▶ [Direction]
Rewrite these lines with "stone pillar" swapped for "stone column", changing nothing else, and omit the pictures.

▶ [Records from a collection]
┌────────
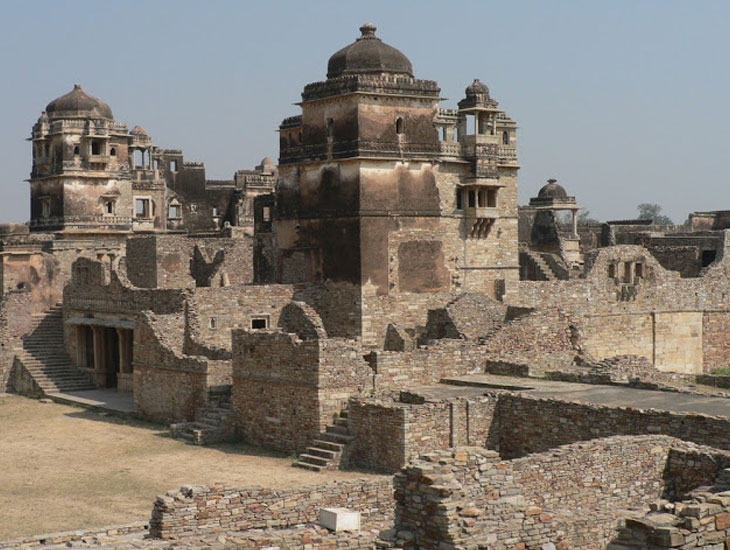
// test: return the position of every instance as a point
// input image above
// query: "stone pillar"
(124, 376)
(575, 222)
(99, 356)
└────────
▶ [Written solution]
// test: return the position of every instance as a point
// input image above
// query: "stone column"
(124, 376)
(575, 222)
(99, 356)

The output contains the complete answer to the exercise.